To do:
Set down exactly the lines that run from the line with "the red soil." to the end of the data, and nothing else.
——————————
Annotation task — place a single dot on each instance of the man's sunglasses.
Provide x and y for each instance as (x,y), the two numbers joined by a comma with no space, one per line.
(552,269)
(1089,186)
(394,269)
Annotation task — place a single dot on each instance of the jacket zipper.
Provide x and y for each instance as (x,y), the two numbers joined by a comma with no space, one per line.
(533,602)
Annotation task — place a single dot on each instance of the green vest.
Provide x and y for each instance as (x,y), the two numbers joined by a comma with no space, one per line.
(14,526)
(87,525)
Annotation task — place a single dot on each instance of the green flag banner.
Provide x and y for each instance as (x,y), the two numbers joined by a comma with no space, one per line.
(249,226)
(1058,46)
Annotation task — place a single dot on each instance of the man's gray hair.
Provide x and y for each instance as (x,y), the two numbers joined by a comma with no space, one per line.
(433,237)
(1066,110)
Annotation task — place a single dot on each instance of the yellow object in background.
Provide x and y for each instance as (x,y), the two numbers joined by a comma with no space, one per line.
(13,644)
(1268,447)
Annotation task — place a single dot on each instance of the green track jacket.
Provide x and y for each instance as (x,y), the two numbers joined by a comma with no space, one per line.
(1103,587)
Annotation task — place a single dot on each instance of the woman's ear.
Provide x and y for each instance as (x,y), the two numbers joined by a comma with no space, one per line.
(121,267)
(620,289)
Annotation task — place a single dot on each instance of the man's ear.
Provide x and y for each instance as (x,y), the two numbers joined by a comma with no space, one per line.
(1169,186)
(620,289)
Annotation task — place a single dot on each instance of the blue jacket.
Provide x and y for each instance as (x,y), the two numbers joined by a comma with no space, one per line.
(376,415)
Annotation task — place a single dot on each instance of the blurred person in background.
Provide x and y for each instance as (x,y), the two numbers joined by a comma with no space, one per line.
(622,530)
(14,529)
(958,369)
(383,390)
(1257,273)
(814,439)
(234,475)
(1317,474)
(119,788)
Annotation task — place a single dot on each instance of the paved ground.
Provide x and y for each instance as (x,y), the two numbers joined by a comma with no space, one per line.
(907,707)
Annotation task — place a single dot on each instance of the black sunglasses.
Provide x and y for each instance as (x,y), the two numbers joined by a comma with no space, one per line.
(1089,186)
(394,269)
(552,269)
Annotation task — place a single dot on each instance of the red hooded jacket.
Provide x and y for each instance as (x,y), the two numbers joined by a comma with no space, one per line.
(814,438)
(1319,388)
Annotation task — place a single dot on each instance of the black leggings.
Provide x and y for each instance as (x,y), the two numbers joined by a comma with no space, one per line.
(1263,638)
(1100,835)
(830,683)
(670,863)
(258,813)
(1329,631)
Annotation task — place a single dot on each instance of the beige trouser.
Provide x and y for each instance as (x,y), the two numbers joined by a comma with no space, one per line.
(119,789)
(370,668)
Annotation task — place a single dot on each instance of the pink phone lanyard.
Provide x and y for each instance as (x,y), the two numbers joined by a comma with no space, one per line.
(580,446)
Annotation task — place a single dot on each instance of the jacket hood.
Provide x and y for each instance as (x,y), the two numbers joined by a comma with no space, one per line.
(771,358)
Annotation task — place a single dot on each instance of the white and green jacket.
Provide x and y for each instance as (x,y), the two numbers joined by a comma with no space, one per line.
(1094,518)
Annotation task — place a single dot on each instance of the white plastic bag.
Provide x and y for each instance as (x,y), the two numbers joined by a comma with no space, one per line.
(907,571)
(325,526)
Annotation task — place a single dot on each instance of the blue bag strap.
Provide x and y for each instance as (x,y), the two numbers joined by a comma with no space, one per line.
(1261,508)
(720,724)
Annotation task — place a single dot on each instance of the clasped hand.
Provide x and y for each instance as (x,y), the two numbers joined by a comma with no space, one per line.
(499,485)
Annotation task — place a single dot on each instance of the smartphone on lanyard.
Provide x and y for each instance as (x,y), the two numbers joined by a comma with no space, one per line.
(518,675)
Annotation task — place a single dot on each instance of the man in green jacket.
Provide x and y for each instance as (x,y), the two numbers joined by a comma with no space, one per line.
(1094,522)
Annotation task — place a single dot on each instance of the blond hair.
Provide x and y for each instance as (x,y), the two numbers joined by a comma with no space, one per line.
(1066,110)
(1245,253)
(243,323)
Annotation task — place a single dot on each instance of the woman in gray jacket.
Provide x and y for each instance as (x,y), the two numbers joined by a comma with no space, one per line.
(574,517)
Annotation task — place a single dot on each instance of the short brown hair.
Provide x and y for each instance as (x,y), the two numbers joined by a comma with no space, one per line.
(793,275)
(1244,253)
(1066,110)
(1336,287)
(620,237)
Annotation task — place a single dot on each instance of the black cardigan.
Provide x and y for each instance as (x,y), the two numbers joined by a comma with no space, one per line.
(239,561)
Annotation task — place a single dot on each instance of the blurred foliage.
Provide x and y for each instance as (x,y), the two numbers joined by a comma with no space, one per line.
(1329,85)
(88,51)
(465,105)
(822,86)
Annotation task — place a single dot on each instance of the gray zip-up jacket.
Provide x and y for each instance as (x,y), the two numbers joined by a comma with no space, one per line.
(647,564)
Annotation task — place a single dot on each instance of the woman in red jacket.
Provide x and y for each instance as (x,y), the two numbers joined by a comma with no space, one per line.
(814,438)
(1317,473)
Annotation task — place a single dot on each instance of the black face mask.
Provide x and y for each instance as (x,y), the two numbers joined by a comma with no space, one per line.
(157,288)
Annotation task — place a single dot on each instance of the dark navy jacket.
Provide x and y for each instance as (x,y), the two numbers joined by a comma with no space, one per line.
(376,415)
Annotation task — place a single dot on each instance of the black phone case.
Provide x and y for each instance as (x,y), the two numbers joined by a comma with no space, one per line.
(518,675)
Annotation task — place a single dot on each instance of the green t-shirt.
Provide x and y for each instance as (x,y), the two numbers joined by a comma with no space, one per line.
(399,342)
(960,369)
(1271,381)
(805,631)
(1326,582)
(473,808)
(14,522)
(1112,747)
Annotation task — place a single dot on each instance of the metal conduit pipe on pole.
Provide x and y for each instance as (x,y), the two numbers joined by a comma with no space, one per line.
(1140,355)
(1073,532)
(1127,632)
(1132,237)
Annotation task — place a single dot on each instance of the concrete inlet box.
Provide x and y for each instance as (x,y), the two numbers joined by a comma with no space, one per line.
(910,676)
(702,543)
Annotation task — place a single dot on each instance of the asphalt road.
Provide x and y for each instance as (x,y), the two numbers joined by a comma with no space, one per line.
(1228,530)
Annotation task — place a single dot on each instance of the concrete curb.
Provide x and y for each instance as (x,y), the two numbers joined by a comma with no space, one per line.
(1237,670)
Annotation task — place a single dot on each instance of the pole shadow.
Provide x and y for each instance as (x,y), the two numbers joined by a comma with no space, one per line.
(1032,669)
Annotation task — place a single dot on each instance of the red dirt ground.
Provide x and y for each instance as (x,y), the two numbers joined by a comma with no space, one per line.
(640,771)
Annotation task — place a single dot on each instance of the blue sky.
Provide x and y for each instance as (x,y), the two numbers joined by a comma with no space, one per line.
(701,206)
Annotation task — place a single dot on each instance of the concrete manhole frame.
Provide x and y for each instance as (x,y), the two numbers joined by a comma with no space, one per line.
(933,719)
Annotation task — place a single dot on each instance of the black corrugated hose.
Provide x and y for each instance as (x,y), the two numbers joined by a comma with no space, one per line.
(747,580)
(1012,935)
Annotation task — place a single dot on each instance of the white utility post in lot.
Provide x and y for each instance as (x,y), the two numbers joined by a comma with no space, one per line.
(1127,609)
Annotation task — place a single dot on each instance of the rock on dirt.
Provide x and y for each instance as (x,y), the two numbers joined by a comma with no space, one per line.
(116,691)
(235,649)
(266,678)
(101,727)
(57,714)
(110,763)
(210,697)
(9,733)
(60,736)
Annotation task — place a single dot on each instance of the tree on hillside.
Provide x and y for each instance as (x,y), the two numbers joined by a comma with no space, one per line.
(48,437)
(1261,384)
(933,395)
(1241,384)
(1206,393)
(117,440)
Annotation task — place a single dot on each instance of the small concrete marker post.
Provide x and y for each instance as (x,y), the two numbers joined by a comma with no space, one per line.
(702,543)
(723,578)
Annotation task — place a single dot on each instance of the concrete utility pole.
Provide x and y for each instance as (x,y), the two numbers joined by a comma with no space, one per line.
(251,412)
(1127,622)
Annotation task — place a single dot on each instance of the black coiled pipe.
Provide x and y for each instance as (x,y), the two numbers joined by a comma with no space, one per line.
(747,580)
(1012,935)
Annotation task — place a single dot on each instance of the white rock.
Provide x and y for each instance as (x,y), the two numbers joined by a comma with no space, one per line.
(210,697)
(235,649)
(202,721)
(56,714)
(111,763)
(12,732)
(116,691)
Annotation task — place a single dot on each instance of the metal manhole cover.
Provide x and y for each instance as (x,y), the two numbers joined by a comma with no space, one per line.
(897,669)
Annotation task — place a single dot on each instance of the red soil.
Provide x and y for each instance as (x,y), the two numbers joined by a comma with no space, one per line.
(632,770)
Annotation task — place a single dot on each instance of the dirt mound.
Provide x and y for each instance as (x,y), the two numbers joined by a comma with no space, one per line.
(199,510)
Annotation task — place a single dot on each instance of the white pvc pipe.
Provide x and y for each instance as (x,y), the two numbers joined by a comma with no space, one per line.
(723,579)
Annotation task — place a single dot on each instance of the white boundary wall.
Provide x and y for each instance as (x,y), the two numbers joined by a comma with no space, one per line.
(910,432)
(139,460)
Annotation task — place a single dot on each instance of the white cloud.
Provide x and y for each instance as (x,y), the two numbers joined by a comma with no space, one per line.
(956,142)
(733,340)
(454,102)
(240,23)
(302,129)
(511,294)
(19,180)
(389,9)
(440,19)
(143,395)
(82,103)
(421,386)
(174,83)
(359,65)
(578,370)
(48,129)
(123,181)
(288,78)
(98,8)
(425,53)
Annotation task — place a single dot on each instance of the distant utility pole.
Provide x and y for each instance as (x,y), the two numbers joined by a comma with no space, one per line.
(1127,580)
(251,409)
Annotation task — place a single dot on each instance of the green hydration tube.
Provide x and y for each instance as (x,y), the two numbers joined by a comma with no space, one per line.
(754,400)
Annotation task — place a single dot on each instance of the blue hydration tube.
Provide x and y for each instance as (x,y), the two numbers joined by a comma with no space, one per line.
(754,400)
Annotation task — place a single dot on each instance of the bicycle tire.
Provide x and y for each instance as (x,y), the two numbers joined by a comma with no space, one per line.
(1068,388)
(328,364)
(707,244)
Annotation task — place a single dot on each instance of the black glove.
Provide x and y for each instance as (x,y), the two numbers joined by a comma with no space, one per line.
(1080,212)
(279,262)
——————————
Finished task:
Annotation task — place a single dot on each instance of the red soil.
Provide x and y for each instance as (x,y), the two numbers joined by a comma with no space, one per line.
(632,770)
Annotation task — place a single dot on each instance of the dirt mound.
Provide x and y for each instance as (x,y), the two numbers joined by a comma with no space, one per line.
(199,510)
Annotation task — place a single dot on each instance of the white pvc pipe.
Provide x and y for each instance as (x,y), the two numbers joined by a comma with no space, one per line.
(723,579)
Annotation task — place a single dot on each instance of the white boundary wall.
Provide x and y for each instance as (x,y), the two numbers joined by a comma with no space, one per line.
(910,432)
(139,460)
Annotation task — place a single dot on each instance of the white cloud.
Provide x and y for each instance as (x,y), the two numbers joined by a comma with no space, one per line.
(956,142)
(733,340)
(454,102)
(240,23)
(302,129)
(511,294)
(19,180)
(389,9)
(440,19)
(143,395)
(82,103)
(421,386)
(174,83)
(359,65)
(578,370)
(48,129)
(123,181)
(288,78)
(98,8)
(425,53)
Annotation task — place a single dot on each instance of the distant utility pole.
Provide x and y for each instance as (x,y), the two numbers joined by a comma with no space, one per line.
(1127,580)
(251,409)
Annotation task — place a single dot on each instance of the green hydration tube.
Provide x and y for each instance as (x,y), the two numbers joined by a comma with no space, one per line.
(754,400)
Annotation task — place a single dot on each instance of the blue hydration tube.
Provide x and y for each instance as (x,y), the two numbers joined by a comma with no space, one per line.
(754,400)
Annotation task — place a single dot on each instance of the bicycle tire.
Provide x and y for each instance as (x,y), the two numbers joined by a comma with no space, one per line.
(1068,388)
(328,364)
(707,244)
Annotation task — place a single dot on each instance of the black glove.
Provide x and y for each instance as (x,y), the two numbers joined by a comma with no space, one per line.
(1080,212)
(279,262)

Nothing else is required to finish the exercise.